▶ _Exercice écrit A_: Modifiez l'extrait du jugement : reprenez la partie qui s'ouvre sur les mots « MOTIFS DU JUGEMENT » et se ferme sur « aux pensions alimentaires. », en y remplaçant « controverse » par « polémique ».
▶ _Exercice écrit B_: Relevez toutes les lignes des enregistrements où figure la chaîne « window », en tenant compte de la casse.

▶ _Extrait de page_:
============================================================

Référence : 2003 CAF 400

CORAM :       LE JUGE EN CHEF RICHARD

LE JUGE LÉTOURNEAU

LE JUGE NOËL

ENTRE :

                                                                 BRUNO NADEAU

                                                                                                                                                     demandeur

                                                                                   et

                                                MINISTRE DU REVENU NATIONAL

                                                                                                                                                      défendeur

                                                           MOTIFS DU JUGEMENT

LE JUGE NOËL

[1]                 Il s'agit d'une demande de contrôle judiciaire dirigée à l'encontre d'une décision du juge Archambault de la Cour canadienne de l'impôt ([2002] A.C.I. No. 601) refusant au demandeur la déduction de frais judiciaires encourus pour contester une requête en augmentation de pension alimentaire présentée par son ex-épouse.


[2]                 En rendant cette décision, le juge Archambault s'est fondé sur sa décision antérieure dans Bergeron c. Canada, [1999] A.C.I. No. 510; 99 DTC 1265, laquelle est à la source d'une importante controverse qui perdure à la Cour canadienne de l'impôt quant au traitement fiscal des dépenses qui ont trait aux pensions alimentaires.

Les faits et le contexte procédural

[3]                 Les faits qui sous-tendent la présente affaire sont fort simples. Le demandeur a obtenu un divorce en juillet 1996 suite à un jugement rendu par la Cour supérieure du Québec. Le jugement lui ordonnait de verser une pension alimentaire à son ex-épouse pour le bénéfice des enfants du couple.

[4]                 Quelque temps plus tard, son ex-épouse a entamé des procédures judiciaires afin de faire augmenter la pension et l'étendre à elle-même. Le demandeur a contesté cette procédure devant la Cour supérieure et a eu gain de cause. Il a par la suite demandé la défiscalisation de la pension alimentaire avec comme résultat qu'elle fut réduite de moitié par la Cour d'appel. En 1999, le montant des frais judiciaires s'élevait à 4 284 $ et c'est la déduction de cette somme qui fait l'objet du présent litige.

[5]                 Le ministre du revenu national (le ministre ou le défendeur) a refusé au demandeur la déduction de cette dépense au motif qu'elle n'avait pas été encourue pour gagner du revenu provenant d'une entreprise ou d'un bien (confirmation de la cotisation, Dossier du demandeur, page 8).

============================================================

▶ _Jeu de données_:
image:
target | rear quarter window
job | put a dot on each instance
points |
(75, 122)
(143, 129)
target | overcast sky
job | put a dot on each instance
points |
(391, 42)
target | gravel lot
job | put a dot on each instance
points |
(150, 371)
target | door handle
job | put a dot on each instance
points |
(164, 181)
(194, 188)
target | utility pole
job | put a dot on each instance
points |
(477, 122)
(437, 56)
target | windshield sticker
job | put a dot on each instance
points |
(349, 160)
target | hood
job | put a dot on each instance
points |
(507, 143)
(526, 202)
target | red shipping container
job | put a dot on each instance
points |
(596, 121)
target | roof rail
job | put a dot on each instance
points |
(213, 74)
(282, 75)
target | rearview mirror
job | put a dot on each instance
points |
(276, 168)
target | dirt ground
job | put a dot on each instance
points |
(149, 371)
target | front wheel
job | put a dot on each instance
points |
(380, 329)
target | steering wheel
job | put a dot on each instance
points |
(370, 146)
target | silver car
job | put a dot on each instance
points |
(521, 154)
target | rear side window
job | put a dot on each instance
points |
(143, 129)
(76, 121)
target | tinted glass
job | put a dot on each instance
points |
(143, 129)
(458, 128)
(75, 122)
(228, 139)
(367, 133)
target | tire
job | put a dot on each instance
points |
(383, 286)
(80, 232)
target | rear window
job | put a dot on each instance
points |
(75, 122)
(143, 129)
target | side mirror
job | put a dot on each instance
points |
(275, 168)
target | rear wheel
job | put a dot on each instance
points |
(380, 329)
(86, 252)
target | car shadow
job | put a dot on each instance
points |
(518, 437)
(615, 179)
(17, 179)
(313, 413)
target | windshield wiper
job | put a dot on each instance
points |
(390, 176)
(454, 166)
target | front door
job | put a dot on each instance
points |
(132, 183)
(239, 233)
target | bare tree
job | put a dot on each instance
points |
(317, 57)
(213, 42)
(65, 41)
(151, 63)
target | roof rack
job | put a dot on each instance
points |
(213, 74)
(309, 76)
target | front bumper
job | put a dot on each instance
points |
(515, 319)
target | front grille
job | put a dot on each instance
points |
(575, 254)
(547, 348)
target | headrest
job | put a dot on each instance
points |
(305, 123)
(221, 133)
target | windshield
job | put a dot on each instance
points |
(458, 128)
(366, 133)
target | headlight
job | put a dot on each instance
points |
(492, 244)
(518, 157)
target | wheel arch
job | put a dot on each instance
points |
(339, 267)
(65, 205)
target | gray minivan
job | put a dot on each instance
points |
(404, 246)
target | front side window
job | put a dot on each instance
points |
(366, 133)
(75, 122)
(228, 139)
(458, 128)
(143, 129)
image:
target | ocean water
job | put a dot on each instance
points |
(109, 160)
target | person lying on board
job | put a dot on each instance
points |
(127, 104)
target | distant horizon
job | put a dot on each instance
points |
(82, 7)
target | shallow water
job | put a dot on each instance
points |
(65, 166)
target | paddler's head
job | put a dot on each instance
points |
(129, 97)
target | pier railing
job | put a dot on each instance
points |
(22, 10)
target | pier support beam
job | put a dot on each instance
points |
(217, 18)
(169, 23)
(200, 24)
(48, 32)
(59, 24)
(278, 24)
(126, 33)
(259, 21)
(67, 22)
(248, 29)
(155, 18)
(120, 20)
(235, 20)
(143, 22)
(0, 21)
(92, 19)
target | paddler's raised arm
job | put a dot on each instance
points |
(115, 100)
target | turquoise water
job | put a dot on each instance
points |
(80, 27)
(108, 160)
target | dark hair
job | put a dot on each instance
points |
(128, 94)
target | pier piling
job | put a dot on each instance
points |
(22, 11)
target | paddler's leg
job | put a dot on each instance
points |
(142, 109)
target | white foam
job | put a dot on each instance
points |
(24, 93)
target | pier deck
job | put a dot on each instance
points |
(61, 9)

============================================================

▶ _Résultat attendu A_:
MOTIFS DU JUGEMENT

LE JUGE NOËL

[1]                 Il s'agit d'une demande de contrôle judiciaire dirigée à l'encontre d'une décision du juge Archambault de la Cour canadienne de l'impôt ([2002] A.C.I. No. 601) refusant au demandeur la déduction de frais judiciaires encourus pour contester une requête en augmentation de pension alimentaire présentée par son ex-épouse.


[2]                 En rendant cette décision, le juge Archambault s'est fondé sur sa décision antérieure dans Bergeron c. Canada, [1999] A.C.I. No. 510; 99 DTC 1265, laquelle est à la source d'une importante polémique qui perdure à la Cour canadienne de l'impôt quant au traitement fiscal des dépenses qui ont trait aux pensions alimentaires.

▶ _Résultat attendu B_:
target | rear quarter window
target | rear side window
target | rear window
target | front side window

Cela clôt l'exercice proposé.